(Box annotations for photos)
>>>>>

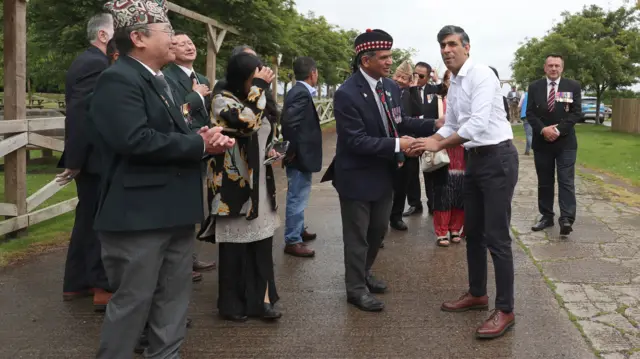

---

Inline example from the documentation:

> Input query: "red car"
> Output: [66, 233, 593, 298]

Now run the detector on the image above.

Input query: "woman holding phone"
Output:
[198, 53, 281, 322]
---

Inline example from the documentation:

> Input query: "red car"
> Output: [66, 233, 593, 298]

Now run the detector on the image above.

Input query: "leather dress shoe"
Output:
[389, 220, 408, 231]
[531, 218, 553, 232]
[300, 228, 318, 242]
[440, 292, 489, 312]
[366, 274, 387, 294]
[191, 271, 202, 283]
[560, 221, 573, 236]
[402, 206, 422, 217]
[284, 243, 316, 258]
[262, 303, 282, 320]
[347, 293, 384, 312]
[193, 256, 216, 272]
[220, 314, 249, 323]
[476, 309, 516, 339]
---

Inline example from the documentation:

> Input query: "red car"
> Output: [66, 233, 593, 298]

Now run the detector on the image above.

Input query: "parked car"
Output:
[580, 97, 610, 123]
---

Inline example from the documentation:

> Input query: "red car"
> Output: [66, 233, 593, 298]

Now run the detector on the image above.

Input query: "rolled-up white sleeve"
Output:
[458, 69, 496, 141]
[436, 107, 458, 138]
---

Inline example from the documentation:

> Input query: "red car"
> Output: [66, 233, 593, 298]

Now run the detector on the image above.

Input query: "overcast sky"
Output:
[296, 0, 624, 90]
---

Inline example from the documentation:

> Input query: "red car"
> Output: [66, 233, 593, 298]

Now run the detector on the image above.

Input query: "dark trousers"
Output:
[63, 172, 109, 292]
[340, 192, 393, 298]
[533, 150, 577, 224]
[403, 158, 433, 211]
[464, 141, 519, 312]
[389, 162, 410, 221]
[218, 237, 279, 317]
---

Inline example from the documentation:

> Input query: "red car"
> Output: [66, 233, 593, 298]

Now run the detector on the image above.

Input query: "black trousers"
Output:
[464, 141, 519, 312]
[63, 172, 110, 292]
[403, 157, 434, 211]
[533, 150, 577, 224]
[389, 158, 410, 221]
[218, 237, 279, 317]
[340, 193, 392, 298]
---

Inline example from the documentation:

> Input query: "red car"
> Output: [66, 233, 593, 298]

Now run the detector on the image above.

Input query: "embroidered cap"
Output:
[104, 0, 169, 29]
[396, 60, 413, 76]
[353, 29, 393, 55]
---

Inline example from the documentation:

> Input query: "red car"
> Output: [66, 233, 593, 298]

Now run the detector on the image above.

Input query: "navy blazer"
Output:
[322, 71, 435, 201]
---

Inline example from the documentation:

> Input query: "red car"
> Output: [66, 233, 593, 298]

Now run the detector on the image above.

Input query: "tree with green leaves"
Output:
[512, 5, 640, 123]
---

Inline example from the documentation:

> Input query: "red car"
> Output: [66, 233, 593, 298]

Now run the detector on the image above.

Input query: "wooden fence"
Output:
[0, 117, 78, 235]
[0, 99, 333, 235]
[611, 98, 640, 133]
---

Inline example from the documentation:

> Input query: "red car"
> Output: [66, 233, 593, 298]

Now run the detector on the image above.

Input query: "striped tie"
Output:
[547, 82, 556, 112]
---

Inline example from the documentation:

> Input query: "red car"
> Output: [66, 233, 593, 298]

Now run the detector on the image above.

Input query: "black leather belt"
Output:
[467, 140, 511, 155]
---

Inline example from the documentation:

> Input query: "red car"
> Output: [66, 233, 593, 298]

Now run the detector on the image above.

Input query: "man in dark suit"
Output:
[57, 14, 113, 310]
[282, 57, 322, 257]
[403, 61, 442, 217]
[162, 32, 216, 282]
[527, 55, 582, 236]
[89, 0, 234, 359]
[323, 30, 434, 311]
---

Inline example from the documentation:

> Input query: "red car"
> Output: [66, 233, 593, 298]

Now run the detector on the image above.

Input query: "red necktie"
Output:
[547, 82, 556, 112]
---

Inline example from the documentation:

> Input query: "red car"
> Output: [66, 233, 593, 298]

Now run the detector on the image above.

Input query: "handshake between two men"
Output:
[198, 126, 236, 155]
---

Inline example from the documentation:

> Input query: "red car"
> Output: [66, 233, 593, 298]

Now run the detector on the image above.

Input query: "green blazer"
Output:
[88, 56, 204, 232]
[162, 64, 211, 131]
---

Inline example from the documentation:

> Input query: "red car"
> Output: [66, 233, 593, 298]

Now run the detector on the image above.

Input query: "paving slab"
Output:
[512, 139, 640, 359]
[0, 133, 596, 359]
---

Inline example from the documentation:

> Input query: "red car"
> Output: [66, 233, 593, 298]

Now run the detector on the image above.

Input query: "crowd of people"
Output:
[58, 0, 580, 359]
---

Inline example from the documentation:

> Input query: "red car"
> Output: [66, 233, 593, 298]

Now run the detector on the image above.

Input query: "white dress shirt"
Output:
[360, 68, 400, 153]
[437, 59, 513, 149]
[176, 64, 207, 112]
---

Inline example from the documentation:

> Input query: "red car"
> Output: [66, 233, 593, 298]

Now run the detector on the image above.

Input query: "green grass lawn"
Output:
[0, 151, 76, 266]
[513, 123, 640, 186]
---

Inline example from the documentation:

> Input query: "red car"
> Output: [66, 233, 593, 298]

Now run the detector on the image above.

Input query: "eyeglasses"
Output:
[147, 29, 176, 37]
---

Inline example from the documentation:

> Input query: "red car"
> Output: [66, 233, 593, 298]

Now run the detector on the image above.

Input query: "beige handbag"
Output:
[420, 95, 449, 172]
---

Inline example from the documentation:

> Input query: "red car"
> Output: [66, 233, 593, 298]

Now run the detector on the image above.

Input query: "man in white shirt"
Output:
[409, 25, 518, 338]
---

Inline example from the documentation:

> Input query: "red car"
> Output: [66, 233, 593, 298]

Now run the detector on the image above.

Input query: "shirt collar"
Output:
[176, 64, 193, 77]
[128, 55, 162, 76]
[360, 67, 381, 88]
[450, 58, 474, 83]
[298, 81, 316, 96]
[547, 77, 562, 87]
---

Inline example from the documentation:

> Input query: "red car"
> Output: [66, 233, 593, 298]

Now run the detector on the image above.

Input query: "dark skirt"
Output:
[218, 237, 279, 317]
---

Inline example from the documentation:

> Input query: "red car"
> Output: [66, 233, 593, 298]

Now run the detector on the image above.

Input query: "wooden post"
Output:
[271, 56, 278, 103]
[4, 0, 27, 238]
[206, 24, 227, 88]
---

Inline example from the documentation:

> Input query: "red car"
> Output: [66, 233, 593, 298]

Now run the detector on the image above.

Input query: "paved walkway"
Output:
[0, 133, 640, 359]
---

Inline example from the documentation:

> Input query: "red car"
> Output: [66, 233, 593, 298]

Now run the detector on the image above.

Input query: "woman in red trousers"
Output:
[432, 70, 465, 247]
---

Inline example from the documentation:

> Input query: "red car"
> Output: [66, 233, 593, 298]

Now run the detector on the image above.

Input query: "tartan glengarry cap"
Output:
[353, 29, 393, 55]
[104, 0, 169, 29]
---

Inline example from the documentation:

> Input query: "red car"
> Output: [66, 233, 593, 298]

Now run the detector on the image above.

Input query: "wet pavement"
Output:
[0, 133, 604, 359]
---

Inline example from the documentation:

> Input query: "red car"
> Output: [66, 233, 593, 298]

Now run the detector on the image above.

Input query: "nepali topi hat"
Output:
[353, 29, 393, 56]
[104, 0, 169, 29]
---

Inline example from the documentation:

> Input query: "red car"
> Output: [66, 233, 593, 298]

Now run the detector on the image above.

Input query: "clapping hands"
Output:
[198, 126, 236, 155]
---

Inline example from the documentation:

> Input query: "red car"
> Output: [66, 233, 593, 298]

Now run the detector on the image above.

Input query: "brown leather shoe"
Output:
[440, 292, 489, 312]
[476, 309, 516, 339]
[284, 243, 316, 258]
[193, 257, 216, 272]
[191, 272, 202, 283]
[62, 289, 93, 302]
[300, 228, 318, 242]
[93, 288, 113, 312]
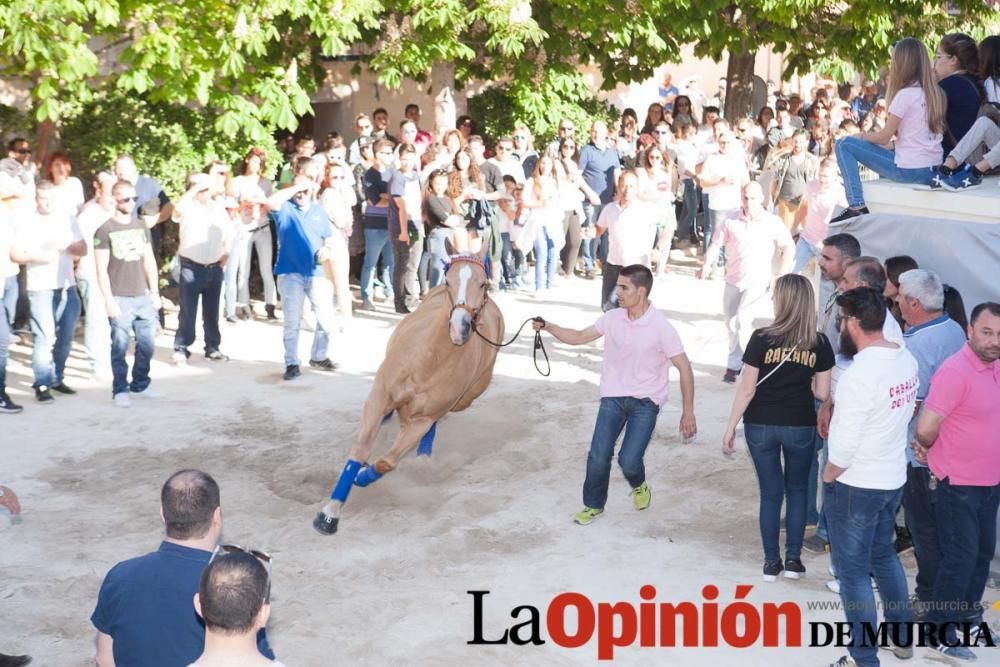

<<<<<

SHORT TASK:
Write out the listing as a JSON array of strings with one string per line, beginning at the start of the listing and ending with the line that contains "[296, 0, 624, 90]", and omit blank lines. Leave out the pictures.

TASK RESULT:
[
  "---",
  "Inline example from the documentation:",
  "> Input query: \"red car\"",
  "> Output: [66, 233, 593, 298]",
  "Now run the detector on the image above.",
  "Input query: \"woman holding phone\"",
  "Output:",
  "[198, 53, 281, 322]",
  "---",
  "Inline example from the documentation:",
  "> Input query: \"red car\"",
  "> Output: [66, 233, 593, 298]",
  "Now run the detector on the image above.",
  "Input query: \"leather dress shoe\"",
  "Output:",
  "[389, 220, 408, 231]",
  "[531, 218, 553, 232]",
  "[300, 228, 318, 242]",
  "[440, 292, 489, 312]",
  "[366, 274, 387, 294]",
  "[191, 271, 202, 283]",
  "[560, 221, 573, 236]",
  "[402, 206, 422, 217]",
  "[284, 243, 316, 258]",
  "[262, 303, 282, 320]",
  "[347, 293, 384, 312]",
  "[193, 256, 216, 272]",
  "[220, 314, 249, 323]",
  "[476, 309, 516, 339]",
  "---",
  "Inline example from the documentation:",
  "> Input query: \"red car\"",
  "> Output: [66, 233, 593, 298]",
  "Now run the detector on the image above.",
  "Input query: \"parked car\"",
  "Output:",
  "[580, 97, 610, 123]",
  "---",
  "Inline example from the documentation:",
  "> Input query: \"red car\"",
  "> Output: [66, 233, 593, 298]",
  "Now run the detector on the image above.",
  "Input query: \"rolled-up white sleeve\"",
  "Output:",
  "[458, 69, 496, 141]",
  "[436, 107, 458, 138]",
  "---",
  "Inline example from the documentation:",
  "> Input query: \"red car\"",
  "> Output: [66, 233, 593, 298]",
  "Now run the detector on the image above.",
  "Input query: \"overcast sky\"",
  "Output:",
  "[296, 0, 624, 90]"
]